▶ Page excerpt
Welcome to December and the start of summer, the big news is that the water temperatures on the lake are a few degrees colder than last year, so that is good for trout and it looks like we have a great month of fishing ahead.
Last winter, DPI Fisheries released 148 large (the biggest 4.7kg but most were 2-3 kg) 3-year-old rainbow trout into the Thredbo River at Gaden Trout Hatchery. These fish were all tagged with a yellow tag containing details of who to contact when recaptured. It was not compulsory to release the fish but so long as the tag number was recorded then it really didn’t matter if you released the fish with the tag or not. Released fish could still have their movements tracked no matter how many times they were caught and released.
On the October opening weekend, quite a few of these fish were caught in the Thredbo just down from Gaden. If you catch one, please notify fisheries on the phone number on the tag. There are still plenty swimming around waiting for you to catch.
Lake Jindabyne’s water level is still quite high once again, with Snowy Hydro conserving water in case the predicted El Nino reduces rainfall. Snowy Hydro have been conserving the water and not generating electricity as they would normally do this year and so all of our lakes water levels are higher than normal.
It’s normal over summer to get out of bed before sunrise and make certain you have lines in the water at first light, however, with cooler water temperatures you may be able to stretch your surface fishing into mid morning this year before you have to go deeper using downriggers to get your lures down to about 35ft where the trout are lying.
For boat trollers, the usual techniques of fishing on the surface in shallow water at first light and then moving out into deeper water using lead core with 20-30m of line out will extend the better fishing well into the late morning.

Coordinate annotation records
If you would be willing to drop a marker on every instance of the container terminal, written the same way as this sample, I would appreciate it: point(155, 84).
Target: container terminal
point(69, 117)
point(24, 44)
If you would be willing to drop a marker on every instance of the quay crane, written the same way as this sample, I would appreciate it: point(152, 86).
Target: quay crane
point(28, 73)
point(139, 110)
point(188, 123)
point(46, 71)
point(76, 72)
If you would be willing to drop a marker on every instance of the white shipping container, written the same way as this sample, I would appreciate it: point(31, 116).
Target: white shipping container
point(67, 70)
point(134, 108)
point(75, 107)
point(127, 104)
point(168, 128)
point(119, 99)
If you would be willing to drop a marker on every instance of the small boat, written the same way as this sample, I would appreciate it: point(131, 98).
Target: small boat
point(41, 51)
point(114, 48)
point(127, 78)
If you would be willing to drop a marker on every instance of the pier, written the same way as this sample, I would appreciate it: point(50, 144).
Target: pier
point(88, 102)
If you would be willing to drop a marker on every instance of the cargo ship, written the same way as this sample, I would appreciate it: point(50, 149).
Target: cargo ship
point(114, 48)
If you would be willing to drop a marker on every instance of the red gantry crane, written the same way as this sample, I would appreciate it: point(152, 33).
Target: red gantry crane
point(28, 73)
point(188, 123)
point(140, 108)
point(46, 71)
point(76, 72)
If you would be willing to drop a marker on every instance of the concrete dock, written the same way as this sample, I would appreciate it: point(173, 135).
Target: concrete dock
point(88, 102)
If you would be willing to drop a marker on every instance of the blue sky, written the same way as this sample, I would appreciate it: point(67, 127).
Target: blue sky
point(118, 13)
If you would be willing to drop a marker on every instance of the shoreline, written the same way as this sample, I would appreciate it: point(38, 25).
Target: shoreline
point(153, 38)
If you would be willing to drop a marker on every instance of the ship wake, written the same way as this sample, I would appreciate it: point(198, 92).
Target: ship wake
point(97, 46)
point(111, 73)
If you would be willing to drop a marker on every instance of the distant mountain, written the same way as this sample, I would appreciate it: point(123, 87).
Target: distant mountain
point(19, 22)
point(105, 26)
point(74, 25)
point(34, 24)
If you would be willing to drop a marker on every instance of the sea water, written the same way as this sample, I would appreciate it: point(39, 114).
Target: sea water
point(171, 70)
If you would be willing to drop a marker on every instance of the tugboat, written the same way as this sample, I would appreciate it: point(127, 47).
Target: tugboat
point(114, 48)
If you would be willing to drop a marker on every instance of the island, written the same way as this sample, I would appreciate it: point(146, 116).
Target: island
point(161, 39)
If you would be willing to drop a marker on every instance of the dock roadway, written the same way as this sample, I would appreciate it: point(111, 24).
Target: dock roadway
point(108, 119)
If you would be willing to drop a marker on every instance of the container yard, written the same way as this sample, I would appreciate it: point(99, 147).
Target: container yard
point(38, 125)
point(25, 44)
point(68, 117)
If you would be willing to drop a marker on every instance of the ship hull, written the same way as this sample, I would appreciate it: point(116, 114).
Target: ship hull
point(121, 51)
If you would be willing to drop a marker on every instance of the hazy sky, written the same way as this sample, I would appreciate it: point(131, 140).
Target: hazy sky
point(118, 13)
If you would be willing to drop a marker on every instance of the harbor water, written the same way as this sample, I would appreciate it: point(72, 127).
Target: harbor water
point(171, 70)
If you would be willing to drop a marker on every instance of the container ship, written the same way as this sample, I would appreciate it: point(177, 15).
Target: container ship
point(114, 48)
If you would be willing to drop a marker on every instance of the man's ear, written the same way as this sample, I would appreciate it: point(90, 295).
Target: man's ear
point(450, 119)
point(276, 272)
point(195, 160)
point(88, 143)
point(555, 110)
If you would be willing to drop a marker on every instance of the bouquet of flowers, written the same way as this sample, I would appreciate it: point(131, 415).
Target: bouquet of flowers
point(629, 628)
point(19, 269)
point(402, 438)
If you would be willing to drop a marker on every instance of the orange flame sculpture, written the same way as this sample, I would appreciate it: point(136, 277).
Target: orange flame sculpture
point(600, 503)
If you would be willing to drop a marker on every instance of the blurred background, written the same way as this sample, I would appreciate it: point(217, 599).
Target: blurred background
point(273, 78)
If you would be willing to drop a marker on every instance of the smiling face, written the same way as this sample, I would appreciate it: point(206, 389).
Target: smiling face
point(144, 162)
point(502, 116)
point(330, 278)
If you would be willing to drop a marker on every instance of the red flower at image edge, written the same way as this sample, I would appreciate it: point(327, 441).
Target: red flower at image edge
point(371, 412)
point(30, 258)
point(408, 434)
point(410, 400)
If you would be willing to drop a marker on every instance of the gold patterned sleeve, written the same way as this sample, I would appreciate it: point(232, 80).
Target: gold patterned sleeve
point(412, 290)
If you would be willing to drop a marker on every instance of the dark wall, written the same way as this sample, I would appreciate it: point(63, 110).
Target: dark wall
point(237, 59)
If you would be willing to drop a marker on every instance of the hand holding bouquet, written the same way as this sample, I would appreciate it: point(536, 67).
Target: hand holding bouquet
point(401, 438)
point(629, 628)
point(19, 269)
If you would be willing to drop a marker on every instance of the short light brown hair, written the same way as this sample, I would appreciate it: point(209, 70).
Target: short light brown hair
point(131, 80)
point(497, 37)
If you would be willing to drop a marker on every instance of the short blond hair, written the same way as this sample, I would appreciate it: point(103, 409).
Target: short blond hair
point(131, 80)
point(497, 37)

▶ Task list
(a) In the fishing report, how many rainbow trout did DPI Fisheries release into the Thredbo River last winter?
(b) State whether each statement agrees with the fishing report, answering yes or no and quoting the words from the report that decide it: (i) The lake's water temperatures are a few degrees warmer than last year. (ii) Anglers were required to release the tagged trout they caught. (iii) Snowy Hydro has been conserving water in case the predicted El Nino reduces rainfall.
(c) Write the next part of the fishing report, continuing after its final sentence.
You can complete the work without the records.

▶ Results for the exercise
(a) 148

(b)
(i) No: "the water temperatures on the lake are a few degrees colder than last year"
(ii) No: "It was not compulsory to release the fish"
(iii) Yes: "with Snowy Hydro conserving water in case the predicted El Nino reduces rainfall"

(c)
You will do best using minnow lures early, before sunrise, and then switching to Tasmanian Devil lures later in the morning. The best coloured Tassies to use will be darker lures early with the number Y48 yellow wing red nosed brown bomber or even Y94 being winners. Try the yellowing Tasmanian Devils a little later as the sun is about to rise over the horizon. The number 111 Tasmanian Devil Lure ‘Willies Special’ has been a very good lure over recent months!
Minnow lures like StumpJumpers in brown trout and rainbow trout patterns are also good, but there are many good brands of lures on the market that will do the job if you know what speed to troll to get the best action out of the lures. It is not a good idea to try and mix and match different brands, as no two brands of lures will work best the same at the same speed.
The best lures to try and catch those trophy brown trout will be small minnows and you need to troll these over the weed beds using longer dropbacks (to 80m) and lighter line or braid to keep the lures at the deepest depth possible. You need to do this well before the sun comes up to get the bigger fish.
Lake bait fishing has been nothing but excellent for months now and over recent weeks the mudeye fishing has been spectacular. Local scrub worms fished off the bottom, however, are best for brown trout while artificial baits of various colours are proving themselves for rainbow trout and salmon. If you want to catch yourself a big brown trout then the best baits are still going to be a well-presented scrubworm and these are best fished with a greased line to stop it from sinking into the weed and getting caught up.
There are no fishing spots much better than others at the moment, so with the trout cruising the margins of the lake they can be in one place one day and another the next.
It will be an interesting fly fishing season. The lake water levels are great at the moment and the lake will fish well, especially in the shallows early morning and into the late evening if we get some evening hatches of insects to excite the trout into feeding. The best flies on the lake have been green or olive flies like Hamills Killers, small shrimp patterns and olive nymphs, but there might be a little dry fly fishing at night after the hatches, so keep that in mind and a mayfly or caddis pattern is well worth having in your collection.
The river and stream fly fishing was a little slow getting started this year, due to a few very cold changes in October, but now that there are more insects, beetles, caddis fly and grasshoppers about, we have had some very good fishing, especially the evening dry fly fishing after a warm and sunny day.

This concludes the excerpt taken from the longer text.